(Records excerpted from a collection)

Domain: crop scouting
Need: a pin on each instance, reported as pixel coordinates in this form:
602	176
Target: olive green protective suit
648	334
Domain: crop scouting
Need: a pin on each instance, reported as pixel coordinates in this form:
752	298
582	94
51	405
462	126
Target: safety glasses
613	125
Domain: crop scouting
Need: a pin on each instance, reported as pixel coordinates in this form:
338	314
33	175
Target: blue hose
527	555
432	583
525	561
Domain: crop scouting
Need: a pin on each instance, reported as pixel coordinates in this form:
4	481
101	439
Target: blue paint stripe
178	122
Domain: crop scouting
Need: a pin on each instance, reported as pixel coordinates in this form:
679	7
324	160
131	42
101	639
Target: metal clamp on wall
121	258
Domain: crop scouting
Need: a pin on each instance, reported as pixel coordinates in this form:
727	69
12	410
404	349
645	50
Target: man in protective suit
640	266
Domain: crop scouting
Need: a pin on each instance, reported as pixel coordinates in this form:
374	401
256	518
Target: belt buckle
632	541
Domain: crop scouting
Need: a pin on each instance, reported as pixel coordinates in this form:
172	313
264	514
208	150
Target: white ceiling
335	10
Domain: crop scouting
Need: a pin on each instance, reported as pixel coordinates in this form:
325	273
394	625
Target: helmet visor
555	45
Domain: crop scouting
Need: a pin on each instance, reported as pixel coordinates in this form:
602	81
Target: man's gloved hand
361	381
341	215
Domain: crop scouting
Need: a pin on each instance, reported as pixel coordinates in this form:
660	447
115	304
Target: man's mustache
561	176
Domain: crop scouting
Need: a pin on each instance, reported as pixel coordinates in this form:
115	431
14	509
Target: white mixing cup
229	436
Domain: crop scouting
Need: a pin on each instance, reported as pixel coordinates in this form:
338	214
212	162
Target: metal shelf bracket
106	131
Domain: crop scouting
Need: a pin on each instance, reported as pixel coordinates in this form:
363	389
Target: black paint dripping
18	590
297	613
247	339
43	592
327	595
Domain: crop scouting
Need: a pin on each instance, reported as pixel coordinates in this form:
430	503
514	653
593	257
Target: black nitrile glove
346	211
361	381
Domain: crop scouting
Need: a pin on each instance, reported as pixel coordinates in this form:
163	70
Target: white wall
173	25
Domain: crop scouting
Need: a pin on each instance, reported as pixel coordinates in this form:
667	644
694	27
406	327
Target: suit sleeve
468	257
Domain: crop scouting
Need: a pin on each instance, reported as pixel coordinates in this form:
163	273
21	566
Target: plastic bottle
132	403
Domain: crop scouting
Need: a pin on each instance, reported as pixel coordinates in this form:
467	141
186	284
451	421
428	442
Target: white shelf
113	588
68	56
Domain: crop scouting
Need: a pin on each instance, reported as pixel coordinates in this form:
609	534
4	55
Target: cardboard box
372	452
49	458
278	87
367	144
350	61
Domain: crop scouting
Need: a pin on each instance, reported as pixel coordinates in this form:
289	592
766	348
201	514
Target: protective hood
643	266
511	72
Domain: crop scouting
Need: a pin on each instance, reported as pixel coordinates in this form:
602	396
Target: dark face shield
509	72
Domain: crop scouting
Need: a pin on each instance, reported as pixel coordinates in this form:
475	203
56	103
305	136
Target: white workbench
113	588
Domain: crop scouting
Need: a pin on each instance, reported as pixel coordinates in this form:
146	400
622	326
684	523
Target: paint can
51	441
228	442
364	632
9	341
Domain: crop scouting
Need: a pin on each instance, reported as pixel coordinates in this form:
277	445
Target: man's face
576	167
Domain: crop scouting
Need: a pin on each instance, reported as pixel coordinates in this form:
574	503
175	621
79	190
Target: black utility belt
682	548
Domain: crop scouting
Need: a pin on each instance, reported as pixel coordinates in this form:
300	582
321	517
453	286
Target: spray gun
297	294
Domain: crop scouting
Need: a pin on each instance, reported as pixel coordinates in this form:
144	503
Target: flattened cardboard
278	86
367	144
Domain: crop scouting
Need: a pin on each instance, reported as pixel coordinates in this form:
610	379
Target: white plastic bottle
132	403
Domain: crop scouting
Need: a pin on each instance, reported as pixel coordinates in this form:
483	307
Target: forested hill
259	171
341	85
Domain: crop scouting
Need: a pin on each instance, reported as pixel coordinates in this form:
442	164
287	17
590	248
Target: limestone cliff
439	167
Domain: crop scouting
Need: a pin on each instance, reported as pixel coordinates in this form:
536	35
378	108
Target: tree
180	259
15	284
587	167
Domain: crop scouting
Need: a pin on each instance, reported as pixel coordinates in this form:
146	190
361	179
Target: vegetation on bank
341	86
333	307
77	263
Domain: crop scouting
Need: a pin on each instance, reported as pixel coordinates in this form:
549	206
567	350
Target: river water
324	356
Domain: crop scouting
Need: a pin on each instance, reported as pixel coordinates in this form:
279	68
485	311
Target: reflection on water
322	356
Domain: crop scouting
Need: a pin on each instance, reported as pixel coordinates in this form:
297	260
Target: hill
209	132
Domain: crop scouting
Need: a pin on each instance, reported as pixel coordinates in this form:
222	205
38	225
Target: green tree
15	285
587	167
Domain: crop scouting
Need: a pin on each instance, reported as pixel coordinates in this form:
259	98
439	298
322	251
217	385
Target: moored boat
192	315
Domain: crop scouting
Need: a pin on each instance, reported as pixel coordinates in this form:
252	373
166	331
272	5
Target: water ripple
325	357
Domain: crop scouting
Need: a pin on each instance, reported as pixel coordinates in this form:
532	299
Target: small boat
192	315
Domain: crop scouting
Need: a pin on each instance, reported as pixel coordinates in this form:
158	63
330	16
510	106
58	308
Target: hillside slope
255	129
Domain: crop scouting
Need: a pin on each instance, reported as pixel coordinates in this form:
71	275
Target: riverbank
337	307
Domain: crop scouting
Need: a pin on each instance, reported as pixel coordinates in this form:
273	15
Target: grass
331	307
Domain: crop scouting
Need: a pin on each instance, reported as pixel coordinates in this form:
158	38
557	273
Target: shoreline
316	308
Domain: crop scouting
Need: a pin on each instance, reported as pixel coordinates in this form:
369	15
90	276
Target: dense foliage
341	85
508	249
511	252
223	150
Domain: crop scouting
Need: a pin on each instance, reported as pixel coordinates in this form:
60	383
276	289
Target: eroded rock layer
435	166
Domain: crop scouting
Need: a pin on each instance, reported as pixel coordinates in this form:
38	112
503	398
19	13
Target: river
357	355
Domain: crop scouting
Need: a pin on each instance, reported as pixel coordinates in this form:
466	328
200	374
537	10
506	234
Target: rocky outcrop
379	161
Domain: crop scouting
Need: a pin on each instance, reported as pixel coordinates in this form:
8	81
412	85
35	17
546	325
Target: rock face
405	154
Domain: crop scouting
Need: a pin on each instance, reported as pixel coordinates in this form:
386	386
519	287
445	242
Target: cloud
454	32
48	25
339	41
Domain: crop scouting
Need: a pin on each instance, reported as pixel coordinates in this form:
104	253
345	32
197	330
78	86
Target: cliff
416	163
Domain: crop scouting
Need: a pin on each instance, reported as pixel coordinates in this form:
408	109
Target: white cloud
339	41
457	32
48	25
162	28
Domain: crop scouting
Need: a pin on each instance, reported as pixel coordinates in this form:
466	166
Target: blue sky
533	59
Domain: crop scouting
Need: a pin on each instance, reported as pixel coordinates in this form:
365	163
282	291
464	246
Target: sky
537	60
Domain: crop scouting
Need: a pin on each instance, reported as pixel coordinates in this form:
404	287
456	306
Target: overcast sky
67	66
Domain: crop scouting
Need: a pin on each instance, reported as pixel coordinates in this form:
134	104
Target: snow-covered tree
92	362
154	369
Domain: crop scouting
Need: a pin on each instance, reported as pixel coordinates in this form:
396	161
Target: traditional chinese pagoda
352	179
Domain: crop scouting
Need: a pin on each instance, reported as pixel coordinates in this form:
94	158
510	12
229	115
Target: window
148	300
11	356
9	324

◆ The problem ◆
Each line above must be printed exactly as it appears.

◆ Output of the task ◆
Domain: crop scouting
Need: a pin on each instance, reported as pixel coordinates in this form:
602	176
Target: olive green protective suit
648	334
Domain: crop scouting
Need: a pin on each instance, reported as pixel coordinates in this form:
752	298
582	94
51	405
462	126
Target: safety glasses
613	125
Domain: crop scouting
Need: a pin on each instance, reported as pixel coordinates in this form:
338	314
33	175
Target: blue hose
527	555
432	583
525	561
Domain: crop scouting
Need: a pin on each instance, reported as pixel coordinates in this form:
4	481
101	439
Target: blue paint stripe
178	122
Domain: crop scouting
Need: a pin on each instance, reported as pixel coordinates in this form:
679	7
324	160
131	42
101	639
Target: metal clamp on wall
121	258
Domain: crop scouting
Need: a pin on each instance, reported as pixel coordinates in this form:
727	69
12	410
404	349
645	50
Target: man in protective suit
640	266
Domain: crop scouting
Need: a pin on each instance, reported as pixel coordinates in this form:
374	401
256	518
Target: belt buckle
632	541
Domain: crop scouting
Need: a pin on each instance, reported as pixel coordinates in this form:
172	313
264	514
208	150
Target: white ceiling
335	10
Domain: crop scouting
Need: a pin on each instance, reported as pixel coordinates in this form:
325	273
394	625
Target: helmet visor
555	45
Domain: crop scouting
Need: a pin on each instance, reported as pixel coordinates in this form:
602	81
Target: man's gloved hand
361	381
341	215
Domain: crop scouting
Need: a pin on each instance, reported as pixel coordinates in this form:
660	447
115	304
Target: man's mustache
561	176
Domain: crop scouting
Need: a pin on each instance, reported as pixel coordinates in this form:
115	431
14	509
Target: white mixing cup
229	436
Domain: crop scouting
Need: a pin on each instance, reported as pixel coordinates in this form:
338	214
212	162
Target: metal shelf bracket
106	131
Domain: crop scouting
Need: a pin on each instance, reported as pixel coordinates in this form:
363	389
Target: black paint dripping
18	590
297	613
247	339
43	592
327	595
Domain: crop scouting
Need: a pin on each instance, reported as pixel coordinates in this form:
430	503
514	653
593	257
Target: black nitrile glove
346	211
361	381
Domain: crop scouting
Need: a pin on each instance, reported as pixel coordinates in this form:
163	70
Target: white wall
173	25
Domain: crop scouting
Need: a pin on each instance, reported as pixel coordinates in this form:
667	644
694	27
406	327
Target: suit sleeve
468	257
Domain: crop scouting
Need: a pin on each instance, reported as pixel coordinates in this form:
163	273
21	566
Target: plastic bottle
132	403
Domain: crop scouting
Need: a pin on each instance, reported as pixel coordinates in this form:
467	141
186	284
451	421
428	442
Target: white shelf
113	588
68	56
Domain: crop scouting
Need: a pin on each instance, reported as pixel coordinates in this form:
609	534
4	55
Target: cardboard box
372	452
49	458
278	87
367	144
350	61
Domain: crop scouting
Need: a pin on each instance, reported as pixel coordinates in this form:
289	592
766	348
201	514
Target: protective hood
643	266
511	72
Domain: crop scouting
Need: a pin on each instance, reported as pixel coordinates in this form:
602	396
Target: dark face shield
509	72
Domain: crop scouting
Need: a pin on each instance, reported as pixel coordinates in this form:
475	203
56	103
305	136
Target: white workbench
113	588
Domain: crop scouting
Need: a pin on each instance, reported as pixel coordinates in this form:
146	400
622	326
684	523
Target: paint can
51	441
228	442
364	632
9	341
Domain: crop scouting
Need: a pin on each instance, reported as pixel coordinates in this form:
277	445
Target: man's face
576	167
Domain: crop scouting
Need: a pin on each instance, reported as pixel coordinates in this form:
574	503
175	621
79	190
Target: black utility belt
682	548
Domain: crop scouting
Need: a pin on each instance, reported as pixel coordinates in this form:
300	582
321	517
453	286
Target: spray gun
297	294
Domain: crop scouting
Need: a pin on each instance, reported as pixel coordinates in this form:
144	503
Target: flattened cardboard
278	86
367	144
Domain: crop scouting
Need: a pin on each instance, reported as pixel coordinates in this form:
610	379
Target: white plastic bottle
132	403
Domain: crop scouting
Need: a pin on each instance, reported as pixel coordinates in this form:
483	307
Target: forested hill
259	171
341	85
Domain: crop scouting
Need: a pin on each instance, reported as pixel coordinates in this form:
442	164
287	17
590	248
Target: limestone cliff
439	167
Domain: crop scouting
Need: a pin on each instance, reported as pixel coordinates in this form:
536	35
378	108
Target: tree
180	259
15	284
587	167
Domain: crop scouting
Need: a pin on each instance, reported as pixel coordinates in this form:
146	190
361	179
Target: vegetation on bank
341	86
333	307
77	263
Domain: crop scouting
Need: a pin on each instance, reported as pixel coordinates in this form:
549	206
567	350
Target: river water
324	356
Domain: crop scouting
Need: a pin on each instance, reported as pixel coordinates in this form:
279	68
485	311
Target: reflection on water
322	356
Domain: crop scouting
Need: a pin on each instance, reported as pixel coordinates in this form:
297	260
Target: hill
209	132
Domain: crop scouting
Need: a pin on each instance, reported as pixel coordinates in this form:
222	205
38	225
Target: green tree
15	285
587	167
Domain: crop scouting
Need: a pin on each instance, reported as pixel coordinates in this form:
259	98
439	298
322	251
217	385
Target: moored boat
192	315
Domain: crop scouting
Need: a pin on each instance, reported as pixel coordinates in this form:
252	373
166	331
272	5
Target: water ripple
325	357
Domain: crop scouting
Need: a pin on each instance, reported as pixel coordinates in this form:
532	299
Target: small boat
192	315
Domain: crop scouting
Need: a pin on each instance, reported as pixel coordinates in this form:
158	63
330	16
510	106
58	308
Target: hillside slope
255	129
Domain: crop scouting
Need: a pin on each instance, reported as pixel coordinates in this form:
71	275
Target: riverbank
337	307
Domain: crop scouting
Need: a pin on each instance, reported as pixel coordinates in this form:
273	15
Target: grass
331	307
Domain: crop scouting
Need: a pin on each instance, reported as pixel coordinates in this form:
158	38
557	273
Target: shoreline
316	308
Domain: crop scouting
Need: a pin on each instance, reported as pixel coordinates in this form:
369	15
90	276
Target: dense foliage
341	85
508	249
511	252
223	150
Domain: crop scouting
Need: a pin on each instance, reported as pixel coordinates in this form:
60	383
276	289
Target: eroded rock layer
435	166
Domain: crop scouting
Need: a pin on each instance, reported as pixel coordinates in this form:
38	112
503	398
19	13
Target: river
357	355
Domain: crop scouting
Need: a pin on each instance, reported as pixel coordinates in this form:
466	328
200	374
537	10
506	234
Target: rocky outcrop
379	161
Domain: crop scouting
Need: a pin on each instance, reported as pixel coordinates in this form:
8	81
412	85
35	17
546	325
Target: rock face
405	154
Domain: crop scouting
Need: a pin on each instance, reported as pixel coordinates in this form:
386	386
519	287
445	242
Target: cloud
454	32
48	25
339	41
Domain: crop scouting
Need: a pin on each instance, reported as pixel coordinates in this form:
104	253
345	32
197	330
78	86
Target: cliff
416	163
Domain: crop scouting
Need: a pin on each instance, reported as pixel coordinates in this form:
408	109
Target: white cloud
339	41
457	32
48	25
162	28
Domain: crop scouting
Need: a pin on each instance, reported as pixel coordinates in this form:
466	166
Target: blue sky
533	59
Domain: crop scouting
Need: a pin on each instance, reported as pixel coordinates in this form:
365	163
282	291
464	246
Target: sky
537	60
Domain: crop scouting
Need: a pin on each instance, reported as pixel coordinates in this form:
404	287
456	306
Target: overcast sky
67	66
Domain: crop scouting
Need: a pin on each instance, reported as pixel coordinates in this form:
134	104
Target: snow-covered tree
92	362
154	369
Domain: crop scouting
Need: a pin on each instance, reported as pixel coordinates in this form:
396	161
Target: traditional chinese pagoda
352	179
Domain: crop scouting
Need: a pin on each instance, reported as pixel coordinates in this form:
94	158
510	12
229	115
Target: window
148	300
11	356
9	324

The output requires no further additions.